Given request: Copy every line of the listing below word for word, leaving out the pictures.

Task inputs:
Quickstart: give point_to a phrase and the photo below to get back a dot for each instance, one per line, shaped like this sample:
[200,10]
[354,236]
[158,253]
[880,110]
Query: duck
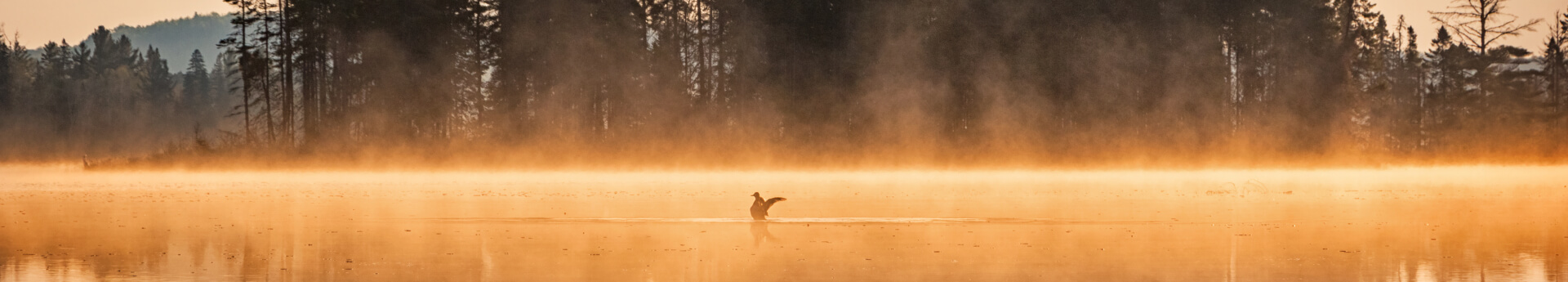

Exercise solution:
Quickstart: give point_to a phrase and the photo below to get back a dot for each instance, one per line, shaped like this sample:
[200,10]
[354,236]
[158,253]
[880,110]
Query: duck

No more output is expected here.